◆ Texte fourni ◆
◆ ◆ ◆ ◆ ◆ ◆ ◆

Boîtes à surprise


    Plumeau passe aussi sur les tablettes de la penderie. Sur une tablette haute, deux boîtes piquent la curiosité de notre nettoyeur à plumes. L'une octogonale, l'autre étroite et longue. Toutes deux sont entourées d'un ruban. Que peut-il y avoir dans ces boîtes ? Laissez-moi vous les ouvrir.

    Voyons d'abord ce que contient la boîte étroite et longue. Il est inscrit au centre du couvercle Saks Fifth Avenue. Intrigant ! Un objet long entouré de papier de soie. Qu'est-ce donc ? Une ombrelle blanche bordée de dentelle. D'où vient cette jolie ombrelle ?

    Je venais de recevoir un livre sur Monet où Camille au jardin impressionnait beaucoup la jeune femme romantique que j'étais. Et pour cause... Peu de temps après, Claude découvre dans un catalogue du magasin Saks une ombrelle. En secret, il la commande par la poste à mon nom. Vous dire comment ma surprise fut grande de recevoir par livraison exprès un tel colis. Je me souviens que l'ayant ouvert, je tourbillonnais tout excitée devant ma femme de ménage. « C'est beau, m'a-t-elle dit, mais vous me donneriez cent piastres que je n'irais pas au coin de la rue avec ça. J'serais bien trop gênée. »

    Moi, ça me faisait plaisir de la porter dans des occasions particulières. Notamment lors du garden-party annuel que Madame Belley offrait à tous les membres du conseil de fondation de sa paroisse. Une autre occasion  où j'appréciais le port de l'ombrelle était au défilé de la Saint-Jean en plein jour sous un soleil de plomb. Ce fut probablement là qu'une dame de mon quartier l'a remarquée. Elle communiqua avec moi peu de temps après pour me demander si j'accepterais de lui prêter mon ombrelle pour le shower de sa fille. Elle servirait de décor sur la table des cadeaux que la future mariée recevrait à cette occasion. Comment lui dire non ?

◆ ◆ ◆ ◆ ◆ ◆ ◆

Extraits du jeu de données:
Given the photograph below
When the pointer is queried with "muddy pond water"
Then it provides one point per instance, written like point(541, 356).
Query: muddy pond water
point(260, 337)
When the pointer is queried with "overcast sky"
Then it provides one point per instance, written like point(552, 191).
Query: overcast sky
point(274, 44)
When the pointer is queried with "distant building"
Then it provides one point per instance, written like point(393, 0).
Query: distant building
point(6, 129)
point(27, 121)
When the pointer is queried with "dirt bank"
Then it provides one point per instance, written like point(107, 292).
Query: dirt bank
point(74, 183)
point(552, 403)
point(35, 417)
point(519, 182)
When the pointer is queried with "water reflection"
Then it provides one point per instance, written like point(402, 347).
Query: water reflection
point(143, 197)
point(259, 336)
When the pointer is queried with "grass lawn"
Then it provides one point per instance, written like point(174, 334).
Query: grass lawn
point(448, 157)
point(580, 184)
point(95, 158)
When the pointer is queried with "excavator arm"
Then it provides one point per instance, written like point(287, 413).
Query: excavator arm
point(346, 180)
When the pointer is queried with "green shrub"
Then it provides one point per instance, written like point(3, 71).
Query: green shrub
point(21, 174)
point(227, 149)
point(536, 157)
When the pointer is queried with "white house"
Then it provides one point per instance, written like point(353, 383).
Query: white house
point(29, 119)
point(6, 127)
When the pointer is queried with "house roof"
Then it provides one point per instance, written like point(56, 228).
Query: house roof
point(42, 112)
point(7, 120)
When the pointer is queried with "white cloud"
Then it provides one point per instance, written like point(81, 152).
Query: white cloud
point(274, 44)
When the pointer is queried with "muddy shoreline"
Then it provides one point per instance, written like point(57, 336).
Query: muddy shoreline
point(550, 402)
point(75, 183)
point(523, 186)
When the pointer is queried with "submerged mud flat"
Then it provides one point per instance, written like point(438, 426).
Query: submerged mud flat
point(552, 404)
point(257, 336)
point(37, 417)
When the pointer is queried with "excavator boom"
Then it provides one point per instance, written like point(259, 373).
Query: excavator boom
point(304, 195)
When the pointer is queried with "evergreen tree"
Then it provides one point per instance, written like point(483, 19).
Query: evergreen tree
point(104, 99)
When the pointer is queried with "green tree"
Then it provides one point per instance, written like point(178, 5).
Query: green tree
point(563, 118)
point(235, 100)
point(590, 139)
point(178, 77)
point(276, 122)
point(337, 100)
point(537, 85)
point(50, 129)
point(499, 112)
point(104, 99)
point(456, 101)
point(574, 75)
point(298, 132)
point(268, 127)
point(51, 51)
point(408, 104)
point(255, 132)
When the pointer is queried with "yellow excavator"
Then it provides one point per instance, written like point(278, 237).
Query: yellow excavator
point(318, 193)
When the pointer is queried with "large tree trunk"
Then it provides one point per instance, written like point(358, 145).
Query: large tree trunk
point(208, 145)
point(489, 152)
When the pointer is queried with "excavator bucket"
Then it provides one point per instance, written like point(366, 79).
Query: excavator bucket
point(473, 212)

◆ ◆ ◆ ◆ ◆ ◆ ◆

◆ Exercices à réaliser ◆
(1) Reprenez le passage du récit sur l'ombrelle qui va de « Moi, ça me faisait » jusqu'à « lui dire non ? » inclus, en remplaçant « garden-party » par « pique-nique ».
(2) Poursuivez le récit sur l'ombrelle à la suite de sa dernière phrase.
Ces données forment un matériau distinct du récit sur l'ombrelle.

◆ Réponses par exercice ◆
(1)
Moi, ça me faisait plaisir de la porter dans des occasions particulières. Notamment lors du pique-nique annuel que Madame Belley offrait à tous les membres du conseil de fondation de sa paroisse. Une autre occasion  où j'appréciais le port de l'ombrelle était au défilé de la Saint-Jean en plein jour sous un soleil de plomb. Ce fut probablement là qu'une dame de mon quartier l'a remarquée. Elle communiqua avec moi peu de temps après pour me demander si j'accepterais de lui prêter mon ombrelle pour le shower de sa fille. Elle servirait de décor sur la table des cadeaux que la future mariée recevrait à cette occasion. Comment lui dire non ?

(2)
    Cette ombrelle, je la garde pour sa joliesse, mais plus encore en souvenir de la charmante surprise concoctée par mon homme romantique.

    Que contient maintenant la boîte octogonale qui est, vous devinez, une boîte à chapeau. En effet, elle contient un chapeau, mais un chapeau que l'on ne porte pas tous les jours. C'est un haut-de-forme en soie noire.

    D'où vient-il ? Il appartenait à Raoul, le père de Claude qui, dans les Années folles, le portait en tenue de gala pour aller au théâtre et aux concerts. Avec Éva-Marie, sa dame et mère de mon homme, ils venaient parfois de Jonquière assister à Québec à de grands concerts et spectacles. En ce temps-là, on « s'habillait ». On portait l'habit à queue-de-pie et la robe longue.

    Claude a hérité de ces vêtements extravagants. Il les a portés lors de carnavals ou de soirées costumées. Certains de nos proches les ont empruntés pour des occasions similaires. Ils font partie du patrimoine familial et nous les conservons affectueusement, bien rangés dans un sac protecteur et une boîte à surprises. Nos descendants, s'ils ont la fibre génétique affective, seront peut-être ravis de découvrir ces vêtements portés par un de leurs ancêtres.